[Stored dataset items]
-- Opening Marker --
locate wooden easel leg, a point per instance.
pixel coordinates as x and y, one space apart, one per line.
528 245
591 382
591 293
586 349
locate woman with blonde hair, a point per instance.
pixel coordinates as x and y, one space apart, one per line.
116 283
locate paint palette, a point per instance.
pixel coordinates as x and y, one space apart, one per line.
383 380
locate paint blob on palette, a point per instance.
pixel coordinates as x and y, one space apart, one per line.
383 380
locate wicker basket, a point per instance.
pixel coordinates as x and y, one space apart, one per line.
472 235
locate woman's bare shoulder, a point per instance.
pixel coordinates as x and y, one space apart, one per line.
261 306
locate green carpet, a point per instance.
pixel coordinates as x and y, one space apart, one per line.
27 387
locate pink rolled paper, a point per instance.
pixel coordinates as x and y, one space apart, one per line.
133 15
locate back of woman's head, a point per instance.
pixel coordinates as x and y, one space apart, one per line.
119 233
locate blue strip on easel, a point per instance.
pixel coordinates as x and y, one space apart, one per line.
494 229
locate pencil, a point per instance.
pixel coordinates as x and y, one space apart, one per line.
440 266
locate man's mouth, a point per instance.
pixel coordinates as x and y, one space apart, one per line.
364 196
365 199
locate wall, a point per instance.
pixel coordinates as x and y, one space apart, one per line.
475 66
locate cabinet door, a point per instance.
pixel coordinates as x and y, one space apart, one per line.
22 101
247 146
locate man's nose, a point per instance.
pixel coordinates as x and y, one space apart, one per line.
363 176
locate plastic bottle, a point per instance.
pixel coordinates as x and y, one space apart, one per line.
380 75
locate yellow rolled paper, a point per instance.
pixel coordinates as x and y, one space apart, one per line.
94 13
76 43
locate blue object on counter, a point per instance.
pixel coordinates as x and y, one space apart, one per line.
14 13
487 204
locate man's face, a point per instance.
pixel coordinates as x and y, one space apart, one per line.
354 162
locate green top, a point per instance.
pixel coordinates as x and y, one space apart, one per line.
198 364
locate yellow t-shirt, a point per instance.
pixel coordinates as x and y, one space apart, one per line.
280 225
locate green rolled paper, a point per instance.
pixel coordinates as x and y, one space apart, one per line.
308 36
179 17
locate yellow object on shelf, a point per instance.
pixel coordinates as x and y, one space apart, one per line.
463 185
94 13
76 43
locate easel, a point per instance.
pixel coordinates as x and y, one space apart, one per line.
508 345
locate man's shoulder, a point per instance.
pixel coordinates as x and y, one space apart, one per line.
-- Closing Marker --
### What the task requires
Every record above must be printed again exactly.

### Result of this exercise
locate wooden easel leg, a point per instance.
pixel coordinates as x and y, one space apart, one per line.
528 245
591 382
591 293
586 349
locate woman with blonde hair, a point per instance.
pixel coordinates as x and y, one space apart, one per line.
116 283
locate paint palette, a point per instance.
pixel coordinates as x and y, one space apart, one per line.
383 380
locate paint blob on palette, a point per instance.
pixel coordinates as x and y, one space apart, one per line.
383 380
locate wicker basket, a point per instance.
pixel coordinates as x and y, one space apart, one per line.
472 235
locate woman's bare shoulder, a point per instance.
pixel coordinates as x and y, one space apart, one per line.
261 306
locate green carpet, a point per instance.
pixel coordinates as x and y, one space apart, one per line.
27 387
locate pink rolled paper, a point per instance.
pixel coordinates as x and y, one space apart, one per line.
133 15
locate back of woman's head, a point per instance.
pixel coordinates as x and y, one space apart, one per line.
119 233
locate blue strip on easel, a point per instance.
pixel coordinates as x and y, one space apart, one per line.
494 229
locate pencil, a point per instance.
pixel coordinates as x and y, one space apart, one per line.
440 266
locate man's mouth, a point per instance.
pixel coordinates as x and y, one space apart, one per line.
364 196
365 199
locate wall, a point per instance.
pixel coordinates as x and y, one space apart, one per line.
475 66
locate cabinet door, a point per instance.
pixel coordinates as x and y, one space apart, one per line.
22 101
247 146
locate man's nose, a point per instance.
pixel coordinates as x and y, one space apart, one per line.
363 176
locate plastic bottle, a point per instance.
pixel coordinates as x and y, one space apart, one per line.
380 75
locate yellow rolled paper, a point per instance.
pixel coordinates as x and y, one space apart, one per line.
94 13
76 43
locate blue object on counter, a point per instance.
pixel coordinates as x and y, one space apart, one per line.
14 13
487 204
locate man's face, a point per instance.
pixel coordinates as x and y, one space apart, one per line.
354 162
locate green top, a point per instance.
pixel coordinates as x and y, one space apart, one per line.
198 364
locate yellow t-shirt, a point per instance.
pixel coordinates as x and y, one space apart, one per line.
280 225
locate green rolled paper, a point per instance.
pixel coordinates as x and y, one space apart, one per line.
308 36
179 17
locate yellow object on shelf, a point per instance.
pixel coordinates as x and y, one space apart, one per line.
463 185
94 13
76 43
locate easel, a point per instance.
pixel coordinates as x and y, one space apart, one per line.
508 345
locate man's shoulder, a point per instance.
pixel coordinates as x and y, one space apart, one per line.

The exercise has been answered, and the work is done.